- GIVEN TASK
Recast the stretch of the listing below, from the line containing "indicate the window" through the line containing "[(208, 154)]", as a numbered list, leaving out any blank lines.

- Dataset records
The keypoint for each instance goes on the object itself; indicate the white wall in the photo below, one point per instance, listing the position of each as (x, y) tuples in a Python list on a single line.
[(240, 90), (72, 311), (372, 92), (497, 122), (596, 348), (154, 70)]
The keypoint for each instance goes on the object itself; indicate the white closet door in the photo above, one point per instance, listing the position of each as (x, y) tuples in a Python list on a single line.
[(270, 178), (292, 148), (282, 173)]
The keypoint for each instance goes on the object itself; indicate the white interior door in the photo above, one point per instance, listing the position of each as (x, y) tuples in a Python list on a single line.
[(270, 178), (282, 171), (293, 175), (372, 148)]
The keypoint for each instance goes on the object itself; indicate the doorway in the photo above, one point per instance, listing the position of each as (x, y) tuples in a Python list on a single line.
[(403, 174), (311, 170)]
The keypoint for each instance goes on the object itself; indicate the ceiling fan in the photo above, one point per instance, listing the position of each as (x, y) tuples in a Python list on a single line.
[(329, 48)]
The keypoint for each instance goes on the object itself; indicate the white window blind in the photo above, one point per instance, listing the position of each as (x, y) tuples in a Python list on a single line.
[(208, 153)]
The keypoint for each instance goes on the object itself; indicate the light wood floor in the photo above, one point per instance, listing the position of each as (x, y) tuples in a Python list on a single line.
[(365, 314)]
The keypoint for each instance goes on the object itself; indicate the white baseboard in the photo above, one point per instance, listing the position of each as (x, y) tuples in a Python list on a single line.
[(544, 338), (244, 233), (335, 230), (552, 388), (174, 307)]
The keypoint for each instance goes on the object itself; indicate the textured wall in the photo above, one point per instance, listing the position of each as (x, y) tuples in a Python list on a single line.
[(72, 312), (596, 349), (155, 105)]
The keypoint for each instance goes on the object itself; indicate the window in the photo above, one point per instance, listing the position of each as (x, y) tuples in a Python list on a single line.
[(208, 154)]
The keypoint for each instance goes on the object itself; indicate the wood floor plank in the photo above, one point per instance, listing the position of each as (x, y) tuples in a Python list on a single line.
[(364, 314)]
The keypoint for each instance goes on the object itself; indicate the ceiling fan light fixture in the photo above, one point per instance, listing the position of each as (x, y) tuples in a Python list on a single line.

- RESULT OF THIS TASK
1. The keypoint for each instance goes on the object itself; indicate the window in the photo above, one point per instance, listing the position of each as (x, y) tuples in a Python list on a single line.
2. [(208, 154)]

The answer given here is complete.